:: Exercise ::
Print the material below line for line, changing nothing.

:: Provided records ::
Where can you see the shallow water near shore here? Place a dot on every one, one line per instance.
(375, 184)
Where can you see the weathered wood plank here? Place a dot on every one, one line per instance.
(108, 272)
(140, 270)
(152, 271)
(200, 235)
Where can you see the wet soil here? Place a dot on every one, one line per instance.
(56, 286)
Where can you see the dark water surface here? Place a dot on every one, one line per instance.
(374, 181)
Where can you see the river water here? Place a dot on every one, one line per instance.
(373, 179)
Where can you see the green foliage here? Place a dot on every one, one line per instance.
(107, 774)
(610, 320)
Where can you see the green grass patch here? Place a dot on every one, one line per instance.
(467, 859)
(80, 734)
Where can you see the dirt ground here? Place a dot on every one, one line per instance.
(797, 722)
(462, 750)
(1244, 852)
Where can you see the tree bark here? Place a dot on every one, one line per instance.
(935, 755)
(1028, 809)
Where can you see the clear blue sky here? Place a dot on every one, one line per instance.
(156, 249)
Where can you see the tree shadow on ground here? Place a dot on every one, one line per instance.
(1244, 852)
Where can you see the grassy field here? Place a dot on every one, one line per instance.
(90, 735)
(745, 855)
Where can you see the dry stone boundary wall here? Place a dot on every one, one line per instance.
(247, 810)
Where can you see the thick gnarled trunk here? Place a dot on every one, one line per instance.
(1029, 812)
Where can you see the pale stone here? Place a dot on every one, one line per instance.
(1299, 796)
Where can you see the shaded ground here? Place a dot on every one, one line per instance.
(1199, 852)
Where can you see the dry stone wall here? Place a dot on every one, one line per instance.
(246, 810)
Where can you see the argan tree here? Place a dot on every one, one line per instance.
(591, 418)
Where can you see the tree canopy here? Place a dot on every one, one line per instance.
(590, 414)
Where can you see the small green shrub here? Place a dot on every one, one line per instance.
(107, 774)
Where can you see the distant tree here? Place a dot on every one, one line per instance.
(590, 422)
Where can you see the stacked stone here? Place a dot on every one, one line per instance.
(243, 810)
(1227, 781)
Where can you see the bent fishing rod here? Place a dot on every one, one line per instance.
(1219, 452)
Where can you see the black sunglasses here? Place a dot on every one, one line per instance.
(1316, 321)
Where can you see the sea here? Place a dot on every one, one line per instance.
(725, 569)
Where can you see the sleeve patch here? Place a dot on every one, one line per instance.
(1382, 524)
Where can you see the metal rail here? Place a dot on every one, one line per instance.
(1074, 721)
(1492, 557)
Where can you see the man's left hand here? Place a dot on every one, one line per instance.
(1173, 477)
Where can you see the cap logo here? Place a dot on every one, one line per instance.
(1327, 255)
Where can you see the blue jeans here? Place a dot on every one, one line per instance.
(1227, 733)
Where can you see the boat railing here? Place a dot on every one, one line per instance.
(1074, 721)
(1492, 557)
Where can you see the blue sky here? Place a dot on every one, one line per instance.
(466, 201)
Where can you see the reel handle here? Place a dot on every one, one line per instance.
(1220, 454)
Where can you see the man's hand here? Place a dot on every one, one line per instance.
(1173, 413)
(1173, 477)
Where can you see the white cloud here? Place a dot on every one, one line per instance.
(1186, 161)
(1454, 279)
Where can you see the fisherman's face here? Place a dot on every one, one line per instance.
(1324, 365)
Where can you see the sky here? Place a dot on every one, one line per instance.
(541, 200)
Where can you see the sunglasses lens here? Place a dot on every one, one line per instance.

:: Correct response ::
Where can you see the shallow water near shore here? Place a dot on every one, one line per instance.
(375, 184)
Where can you see the weathered wood plank here? Place a dot on every one, one line per instance.
(108, 272)
(140, 270)
(152, 271)
(200, 235)
Where can you see the wet soil here? Place a dot on every one, one line per instance.
(56, 286)
Where can you see the dark water surface here? Place a dot on every one, one line per instance.
(374, 181)
Where can you see the river water here? Place a dot on every one, one line per instance.
(373, 179)
Where can you see the green foliage here? Place a dot on every one, one line per instance.
(107, 774)
(610, 320)
Where can you see the green grass patch here? Place a dot on every one, one line per instance.
(467, 859)
(80, 734)
Where can you see the dirt ground here? Place a dot on every one, one line per instance.
(797, 722)
(462, 750)
(1244, 852)
Where can you see the tree bark here? Place a dot on every one, one line per instance.
(935, 755)
(1028, 809)
Where can you see the clear blue sky here? Place a dot on every one, one line per instance.
(156, 249)
Where can you see the tree shadow on ground here? Place a dot on every one, one line per instance.
(1244, 852)
Where can you see the grassy field here? Place a dot on every one, one line per instance.
(90, 735)
(745, 855)
Where can you see the dry stone boundary wall here? Place a dot on every one, one line per instance.
(247, 810)
Where can you see the thick gnarled trunk here? Place a dot on every one, one line per instance.
(1029, 812)
Where can you see the pale stone here? Place a dot on every one, one line per instance.
(1299, 796)
Where can you see the shaded ground here? Place a dot on every one, one line per instance.
(1199, 852)
Where can you see the dry stone wall here? Place a dot on every one, one line per instance.
(246, 810)
Where can you see the argan tree here? Place a dot on every one, one line per instance.
(591, 418)
Where can you see the tree canopy here? Place a dot on every one, one line per instance.
(590, 414)
Where can you see the small green shrub here? Place a dot on every one, one line per instance.
(107, 774)
Where can you see the distant tree here? Place a dot on every one, one line per instance.
(590, 422)
Where can you see the stacked stone here? Place a dot on every one, one line per instance.
(243, 810)
(1227, 781)
Where can you see the bent fishing rod here? Place a dot on every one, one line per instance.
(1219, 452)
Where can you see the black sunglasses here? Place a dot on every one, one line per instance.
(1316, 321)
Where can you see the sea here? Place a dot on every one, one line per instance.
(725, 569)
Where can you see the sleeve patch here? Place a dot on every one, one line per instance.
(1382, 524)
Where can you see the metal rail here? Place a dot on every one, one line per instance.
(1074, 721)
(1492, 557)
Where can you see the man's left hand here? Place a dot on every one, one line per instance.
(1173, 477)
Where can you see the cap logo here? Place a dot on every one, one line per instance.
(1327, 255)
Where can you see the blue jeans here? Place a dot on every one, one line per instance.
(1227, 733)
Where can you see the boat railing here? Place a dot on every one, one line per instance.
(1074, 721)
(1492, 557)
Where can you see the blue sky here? Place a dot on every one, one line per instance.
(466, 201)
Where can you see the reel handle here? Place a dot on every one, one line per instance.
(1220, 454)
Where can you see the man's hand here? Place a dot on every one, one line per instance.
(1173, 413)
(1173, 477)
Where can you see the white cloud here? Place a dot on every one, one line per instance.
(1186, 161)
(1454, 279)
Where can you see the fisherman's face here? Place a dot on every one, one line per instance.
(1324, 365)
Where can you see the sky here? Place a dot on every one, one line per instance.
(541, 200)
Where can you see the sunglasses lens here? Place a dot on every one, one line per instance.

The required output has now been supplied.